▶ [Zu bearbeitende Aufgaben]
**1)** Prüfe anhand des folgenden Textauszugs, ob die Aussagen (a), (b) und (c) zutreffen, und belege jede Antwort mit Ja oder Nein sowie einem wörtlichen Zitat. (a) Brecht spielen will die Theaterleitung, nicht die Schauspieler. (b) Schorsch Kamerun ist der Schlagzeuger der Goldenen Zitronen. (c) Brecht wurde von Joseph McCarthy befragt.
**2)** Schreibe den Abschnitt des folgenden Textauszugs ab, der mit „Gemeint ist die“ beginnt und nach „Bört: Party?“ endet. Ersetze darin „gejagt“ durch „verfolgt“.

▶ [Zitierter Textauszug]
┄┄┄┄┄┄┄┄┄┄┄┄┄┄┄┄┄┄┄┄

AUF DER BÜ
HNE ZUR RED
E GESTELLT

Brecht als Spielfigur in Antú Romero Nunes Inszenierung Die Dreigroschenoper

Auf der Bühne zur Rede gestellt: das epische Theater
Brecht als Spielfigur in Antú Romero Nunes Inszenierung Die Dreigroschenoper

 

April 2015. Die Theaterleitung hat beschlossen, Brecht zu spielen! Brecht sei wichtig.           
Ensembleversammlung:
»Wir wollen Brecht spielen!«      
»Wie bitte?«
»Brecht ist wichtig.«          
Die Theaterleitung will Brecht spielen, nicht die Schauspieler.      
»Wieso wichtig, das ist doch ein alter Hut! Der Brecht ist nicht mehr gut. Nicht für dieses Theaterleben: a) vor allem seine Erben, die sind scheiße,[1] b) Baal-Verbot[2] in München, Residenztheater 2015 und c) Castorf. ABC!«        
»ABCD! A) Also. B) Bertolt Brecht. BB. Blockbuster. C) Castorf, das muss man differenziert betrachten. D) Es geht konkret um die Dreigroschenoper. «         
»Wie bitte, Musical? Komplette Affirmation. Dreigroschenfieber in der Musicalhochburg Hamburg! Premierengäste: Männer mit Nadelstreifenanzug und Frauen tragen Hochhack. Erotische Verfolgungsoffensiven im Foyer. Eine Persiflage des ›kritischen Bewusstseins‹: Und der Haifisch der hat dritte Zähne und schlürft Champagner. Vergnügen schadet nicht! Harharhar!«    
Leichtes Verzögern im Vorgang der Verlachung: »Har-Har.« Ein kleiner Zweifel: »Har. Also. Ehm. Die Songs sind gut! Sagen auch die Jungs. Die Jungs vom Pudelclub. Die Goldies.«

 

Gemeint ist die Punkband Die Goldenen Zitronen mit ihrem Sänger Schorsch Kamerun, die haben mal von Brecht ein Gedicht elektropopmäßig vertont,[3] aus den Hollywood-Elegien:  »Jeden Morgen, mein Brot zu verdienen / Gehe ich auf den Markt, wo Lügen gekauft werden.«

Party und Pose     
»Soll das heißen, Brecht war ein guter Mann?«        
Brecht war Kommunist! Ein Kommunist in Hollywood! Er wurde gejagt und befragt vom Kommunisten-Jäger Nr.1 Joseph McCarthy:[4]
»Have you ever been a member of a communist party?«     
»I never was a member of a communist party.«          
Bört: Party?

┄┄┄┄┄┄┄┄┄┄┄┄┄┄┄┄┄┄┄┄

▶ [Bereitgestelltes Material]
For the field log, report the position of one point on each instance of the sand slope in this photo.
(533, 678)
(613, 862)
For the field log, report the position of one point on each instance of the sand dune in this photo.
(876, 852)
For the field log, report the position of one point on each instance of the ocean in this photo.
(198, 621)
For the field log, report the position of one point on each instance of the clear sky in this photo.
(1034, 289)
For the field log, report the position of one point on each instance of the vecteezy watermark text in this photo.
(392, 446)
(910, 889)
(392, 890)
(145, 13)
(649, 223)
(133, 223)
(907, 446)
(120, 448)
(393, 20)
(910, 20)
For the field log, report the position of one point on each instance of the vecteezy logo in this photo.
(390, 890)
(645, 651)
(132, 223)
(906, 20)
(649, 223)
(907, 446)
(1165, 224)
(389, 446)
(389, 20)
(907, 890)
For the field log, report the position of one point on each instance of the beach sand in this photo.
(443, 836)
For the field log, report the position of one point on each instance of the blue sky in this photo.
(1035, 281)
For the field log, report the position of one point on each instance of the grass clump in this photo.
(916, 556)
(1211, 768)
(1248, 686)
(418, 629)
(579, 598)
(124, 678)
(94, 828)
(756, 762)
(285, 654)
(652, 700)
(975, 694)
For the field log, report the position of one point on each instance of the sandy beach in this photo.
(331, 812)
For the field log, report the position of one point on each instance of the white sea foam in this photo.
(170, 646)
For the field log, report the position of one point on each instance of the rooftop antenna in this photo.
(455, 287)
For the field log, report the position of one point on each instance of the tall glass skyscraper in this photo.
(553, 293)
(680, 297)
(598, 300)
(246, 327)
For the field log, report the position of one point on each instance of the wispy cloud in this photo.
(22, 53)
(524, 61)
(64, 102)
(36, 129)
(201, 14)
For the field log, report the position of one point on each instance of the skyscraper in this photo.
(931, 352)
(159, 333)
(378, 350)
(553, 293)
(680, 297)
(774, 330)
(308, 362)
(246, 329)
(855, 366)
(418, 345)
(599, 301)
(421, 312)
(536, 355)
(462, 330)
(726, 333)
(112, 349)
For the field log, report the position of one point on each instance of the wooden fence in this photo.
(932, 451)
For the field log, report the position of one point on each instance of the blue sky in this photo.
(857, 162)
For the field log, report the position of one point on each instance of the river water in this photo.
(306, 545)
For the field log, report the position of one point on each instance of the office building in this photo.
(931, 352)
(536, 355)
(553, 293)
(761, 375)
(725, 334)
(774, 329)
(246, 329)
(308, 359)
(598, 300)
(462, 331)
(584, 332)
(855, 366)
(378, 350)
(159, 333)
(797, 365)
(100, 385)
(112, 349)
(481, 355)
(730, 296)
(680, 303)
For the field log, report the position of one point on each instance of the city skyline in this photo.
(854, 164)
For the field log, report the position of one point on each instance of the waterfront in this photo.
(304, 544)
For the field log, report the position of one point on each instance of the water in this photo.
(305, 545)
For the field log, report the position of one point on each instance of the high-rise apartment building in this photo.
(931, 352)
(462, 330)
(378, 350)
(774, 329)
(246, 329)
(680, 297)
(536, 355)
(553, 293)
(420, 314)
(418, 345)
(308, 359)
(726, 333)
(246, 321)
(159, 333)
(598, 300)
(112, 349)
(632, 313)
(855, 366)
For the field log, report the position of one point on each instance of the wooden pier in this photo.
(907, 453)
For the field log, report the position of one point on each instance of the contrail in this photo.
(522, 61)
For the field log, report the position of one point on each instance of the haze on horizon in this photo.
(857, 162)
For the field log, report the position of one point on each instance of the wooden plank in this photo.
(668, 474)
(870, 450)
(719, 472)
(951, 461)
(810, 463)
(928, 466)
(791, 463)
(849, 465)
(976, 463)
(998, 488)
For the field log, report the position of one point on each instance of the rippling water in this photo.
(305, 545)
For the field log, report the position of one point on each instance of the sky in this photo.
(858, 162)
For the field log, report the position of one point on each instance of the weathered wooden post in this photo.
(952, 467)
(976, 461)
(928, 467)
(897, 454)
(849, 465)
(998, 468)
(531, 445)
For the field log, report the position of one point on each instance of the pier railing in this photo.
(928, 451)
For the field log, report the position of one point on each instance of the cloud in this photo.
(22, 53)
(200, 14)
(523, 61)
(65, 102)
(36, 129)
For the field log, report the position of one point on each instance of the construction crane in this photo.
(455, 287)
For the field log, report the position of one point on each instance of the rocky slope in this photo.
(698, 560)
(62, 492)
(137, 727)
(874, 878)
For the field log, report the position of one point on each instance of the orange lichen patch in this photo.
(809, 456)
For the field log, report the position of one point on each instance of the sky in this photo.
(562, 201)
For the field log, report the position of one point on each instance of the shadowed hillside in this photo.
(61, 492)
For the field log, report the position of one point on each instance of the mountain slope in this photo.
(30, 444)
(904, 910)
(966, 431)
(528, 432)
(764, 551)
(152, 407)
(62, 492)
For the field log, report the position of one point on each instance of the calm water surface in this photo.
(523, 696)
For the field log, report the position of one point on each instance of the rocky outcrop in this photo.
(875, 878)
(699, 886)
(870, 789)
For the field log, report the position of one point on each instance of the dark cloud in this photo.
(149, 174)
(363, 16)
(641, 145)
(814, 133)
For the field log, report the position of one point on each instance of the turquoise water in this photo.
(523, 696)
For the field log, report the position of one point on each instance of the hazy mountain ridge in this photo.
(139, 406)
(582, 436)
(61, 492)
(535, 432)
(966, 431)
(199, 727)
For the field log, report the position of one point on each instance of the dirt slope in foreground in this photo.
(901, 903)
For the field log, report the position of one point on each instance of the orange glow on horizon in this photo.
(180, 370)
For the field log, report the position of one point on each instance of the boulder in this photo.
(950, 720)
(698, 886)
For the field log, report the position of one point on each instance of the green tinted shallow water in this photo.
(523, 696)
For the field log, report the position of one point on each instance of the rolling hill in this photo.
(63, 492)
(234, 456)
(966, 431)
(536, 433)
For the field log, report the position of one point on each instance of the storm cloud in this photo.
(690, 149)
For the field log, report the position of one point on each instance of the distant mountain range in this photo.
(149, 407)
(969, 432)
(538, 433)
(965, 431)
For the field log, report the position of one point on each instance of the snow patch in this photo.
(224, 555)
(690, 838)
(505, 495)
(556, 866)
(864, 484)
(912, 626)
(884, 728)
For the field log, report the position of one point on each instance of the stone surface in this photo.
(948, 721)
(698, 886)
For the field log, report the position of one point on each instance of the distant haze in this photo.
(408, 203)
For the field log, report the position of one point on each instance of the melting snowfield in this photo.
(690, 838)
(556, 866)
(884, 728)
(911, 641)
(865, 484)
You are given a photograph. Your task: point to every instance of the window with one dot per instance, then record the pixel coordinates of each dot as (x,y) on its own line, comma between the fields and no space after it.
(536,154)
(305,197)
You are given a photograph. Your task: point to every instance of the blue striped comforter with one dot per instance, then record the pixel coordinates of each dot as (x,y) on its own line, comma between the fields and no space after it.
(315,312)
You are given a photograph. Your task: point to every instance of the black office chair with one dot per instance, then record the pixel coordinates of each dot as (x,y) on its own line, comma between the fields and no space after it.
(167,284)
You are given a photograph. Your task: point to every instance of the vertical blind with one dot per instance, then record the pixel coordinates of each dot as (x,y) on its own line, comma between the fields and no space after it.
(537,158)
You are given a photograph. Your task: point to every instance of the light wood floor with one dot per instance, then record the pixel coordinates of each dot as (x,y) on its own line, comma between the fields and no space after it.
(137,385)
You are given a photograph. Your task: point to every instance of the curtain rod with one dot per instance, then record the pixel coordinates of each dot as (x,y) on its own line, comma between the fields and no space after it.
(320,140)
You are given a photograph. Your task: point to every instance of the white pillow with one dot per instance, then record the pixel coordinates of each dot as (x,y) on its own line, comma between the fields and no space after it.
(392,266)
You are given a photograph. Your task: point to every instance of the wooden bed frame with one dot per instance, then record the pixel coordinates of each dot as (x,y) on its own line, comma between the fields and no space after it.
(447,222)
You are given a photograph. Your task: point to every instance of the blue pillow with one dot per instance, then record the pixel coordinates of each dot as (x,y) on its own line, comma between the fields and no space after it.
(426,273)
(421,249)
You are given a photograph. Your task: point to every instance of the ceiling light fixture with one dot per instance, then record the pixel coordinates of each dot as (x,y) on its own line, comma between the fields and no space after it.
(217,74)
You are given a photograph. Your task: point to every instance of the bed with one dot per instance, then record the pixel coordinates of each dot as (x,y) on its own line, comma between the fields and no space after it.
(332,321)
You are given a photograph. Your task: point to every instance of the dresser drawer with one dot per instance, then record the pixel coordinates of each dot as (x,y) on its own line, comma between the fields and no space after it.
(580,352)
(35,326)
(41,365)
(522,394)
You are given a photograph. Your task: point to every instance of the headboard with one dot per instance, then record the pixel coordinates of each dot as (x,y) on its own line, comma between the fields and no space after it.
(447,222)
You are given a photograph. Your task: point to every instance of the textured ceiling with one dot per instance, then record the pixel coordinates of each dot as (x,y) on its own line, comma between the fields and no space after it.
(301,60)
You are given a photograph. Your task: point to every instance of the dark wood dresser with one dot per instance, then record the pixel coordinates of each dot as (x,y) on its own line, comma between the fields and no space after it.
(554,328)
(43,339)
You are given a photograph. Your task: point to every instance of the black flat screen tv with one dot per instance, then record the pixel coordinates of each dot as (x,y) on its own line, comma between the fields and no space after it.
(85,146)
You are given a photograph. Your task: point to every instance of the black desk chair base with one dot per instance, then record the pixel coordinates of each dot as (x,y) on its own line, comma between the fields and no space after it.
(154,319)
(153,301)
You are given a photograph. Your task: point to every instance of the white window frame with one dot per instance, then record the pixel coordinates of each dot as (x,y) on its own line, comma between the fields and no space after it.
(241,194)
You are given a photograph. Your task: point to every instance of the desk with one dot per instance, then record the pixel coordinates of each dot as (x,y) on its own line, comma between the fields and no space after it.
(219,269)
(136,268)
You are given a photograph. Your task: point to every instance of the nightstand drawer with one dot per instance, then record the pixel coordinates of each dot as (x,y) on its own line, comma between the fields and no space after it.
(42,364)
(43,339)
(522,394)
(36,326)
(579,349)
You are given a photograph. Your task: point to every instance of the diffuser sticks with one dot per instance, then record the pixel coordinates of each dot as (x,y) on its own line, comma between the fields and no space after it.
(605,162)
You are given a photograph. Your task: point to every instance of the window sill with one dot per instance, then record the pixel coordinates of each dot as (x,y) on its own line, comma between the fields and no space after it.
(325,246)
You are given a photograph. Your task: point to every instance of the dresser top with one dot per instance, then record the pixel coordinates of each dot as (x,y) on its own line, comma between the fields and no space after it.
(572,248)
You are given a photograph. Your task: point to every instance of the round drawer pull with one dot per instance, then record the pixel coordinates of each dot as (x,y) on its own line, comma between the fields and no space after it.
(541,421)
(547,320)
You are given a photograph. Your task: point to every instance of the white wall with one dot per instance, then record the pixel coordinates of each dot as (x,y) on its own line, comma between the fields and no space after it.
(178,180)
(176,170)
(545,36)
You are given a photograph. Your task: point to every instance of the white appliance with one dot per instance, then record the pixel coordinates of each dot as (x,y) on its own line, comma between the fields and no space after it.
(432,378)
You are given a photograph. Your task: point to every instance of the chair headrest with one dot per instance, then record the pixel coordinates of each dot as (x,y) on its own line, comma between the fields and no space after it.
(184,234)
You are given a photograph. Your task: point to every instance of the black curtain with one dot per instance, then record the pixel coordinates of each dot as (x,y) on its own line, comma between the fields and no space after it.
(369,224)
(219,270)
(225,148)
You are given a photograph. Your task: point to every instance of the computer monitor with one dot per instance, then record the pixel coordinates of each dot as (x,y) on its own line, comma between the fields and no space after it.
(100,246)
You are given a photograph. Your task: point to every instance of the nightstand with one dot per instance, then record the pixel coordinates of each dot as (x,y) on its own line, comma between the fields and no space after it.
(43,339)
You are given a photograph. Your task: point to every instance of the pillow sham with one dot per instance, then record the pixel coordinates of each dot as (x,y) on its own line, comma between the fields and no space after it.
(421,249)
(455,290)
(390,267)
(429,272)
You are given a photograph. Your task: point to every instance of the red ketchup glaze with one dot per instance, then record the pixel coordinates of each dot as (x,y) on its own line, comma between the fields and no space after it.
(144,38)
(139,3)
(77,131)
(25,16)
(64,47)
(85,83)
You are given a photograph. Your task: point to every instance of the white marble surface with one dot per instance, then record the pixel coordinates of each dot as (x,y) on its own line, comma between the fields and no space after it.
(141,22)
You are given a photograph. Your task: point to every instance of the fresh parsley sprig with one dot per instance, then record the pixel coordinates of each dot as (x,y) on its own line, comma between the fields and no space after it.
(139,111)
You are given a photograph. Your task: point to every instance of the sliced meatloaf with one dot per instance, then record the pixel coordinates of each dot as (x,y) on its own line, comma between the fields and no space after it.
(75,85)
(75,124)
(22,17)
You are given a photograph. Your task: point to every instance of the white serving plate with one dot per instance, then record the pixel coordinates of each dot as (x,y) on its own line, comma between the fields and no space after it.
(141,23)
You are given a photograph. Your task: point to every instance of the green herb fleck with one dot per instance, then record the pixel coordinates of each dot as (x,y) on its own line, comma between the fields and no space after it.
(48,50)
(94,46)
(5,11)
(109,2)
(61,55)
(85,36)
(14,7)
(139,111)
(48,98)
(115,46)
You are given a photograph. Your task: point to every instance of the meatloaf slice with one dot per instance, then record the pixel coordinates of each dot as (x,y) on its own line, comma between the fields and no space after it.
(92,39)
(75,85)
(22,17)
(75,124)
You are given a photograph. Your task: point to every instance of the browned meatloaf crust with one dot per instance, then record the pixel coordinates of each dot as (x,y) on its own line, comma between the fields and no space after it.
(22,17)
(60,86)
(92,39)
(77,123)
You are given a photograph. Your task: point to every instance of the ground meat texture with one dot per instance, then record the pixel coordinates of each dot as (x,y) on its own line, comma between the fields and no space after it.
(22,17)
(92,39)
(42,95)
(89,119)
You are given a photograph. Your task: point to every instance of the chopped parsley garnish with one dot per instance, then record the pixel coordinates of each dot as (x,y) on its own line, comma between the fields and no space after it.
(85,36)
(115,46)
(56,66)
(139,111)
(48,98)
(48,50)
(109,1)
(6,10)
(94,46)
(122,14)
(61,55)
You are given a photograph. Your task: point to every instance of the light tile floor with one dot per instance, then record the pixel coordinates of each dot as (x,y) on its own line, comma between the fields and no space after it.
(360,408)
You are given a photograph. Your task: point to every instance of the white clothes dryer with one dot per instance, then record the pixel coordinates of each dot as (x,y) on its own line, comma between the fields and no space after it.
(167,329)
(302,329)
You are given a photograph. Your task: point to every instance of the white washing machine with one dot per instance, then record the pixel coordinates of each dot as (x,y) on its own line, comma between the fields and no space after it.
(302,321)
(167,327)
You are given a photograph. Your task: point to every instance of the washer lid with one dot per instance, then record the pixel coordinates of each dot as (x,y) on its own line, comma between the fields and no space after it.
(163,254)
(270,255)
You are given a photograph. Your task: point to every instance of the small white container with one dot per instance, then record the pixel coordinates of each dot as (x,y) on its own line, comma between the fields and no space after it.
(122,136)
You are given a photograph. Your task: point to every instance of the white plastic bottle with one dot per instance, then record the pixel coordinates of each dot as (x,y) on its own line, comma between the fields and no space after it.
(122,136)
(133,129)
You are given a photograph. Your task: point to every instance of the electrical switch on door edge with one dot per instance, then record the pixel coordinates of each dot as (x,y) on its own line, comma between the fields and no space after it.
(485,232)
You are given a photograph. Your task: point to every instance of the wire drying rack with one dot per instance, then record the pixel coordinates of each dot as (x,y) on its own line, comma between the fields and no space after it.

┄┄┄┄┄┄┄┄┄┄┄┄┄┄┄┄┄┄┄┄

▶ [Lösungen der Aufgaben]
**1)**
(a) Ja: „Die Theaterleitung will Brecht spielen, nicht die Schauspieler.“
(b) Nein: „Gemeint ist die Punkband Die Goldenen Zitronen mit ihrem Sänger Schorsch Kamerun“
(c) Ja: „Er wurde gejagt und befragt vom Kommunisten-Jäger Nr.1 Joseph McCarthy“

**2)**
Gemeint ist die Punkband Die Goldenen Zitronen mit ihrem Sänger Schorsch Kamerun, die haben mal von Brecht ein Gedicht elektropopmäßig vertont,[3] aus den Hollywood-Elegien:  »Jeden Morgen, mein Brot zu verdienen / Gehe ich auf den Markt, wo Lügen gekauft werden.«

Party und Pose     
»Soll das heißen, Brecht war ein guter Mann?«        
Brecht war Kommunist! Ein Kommunist in Hollywood! Er wurde verfolgt und befragt vom Kommunisten-Jäger Nr.1 Joseph McCarthy:[4]
»Have you ever been a member of a communist party?«     
»I never was a member of a communist party.«          
Bört: Party?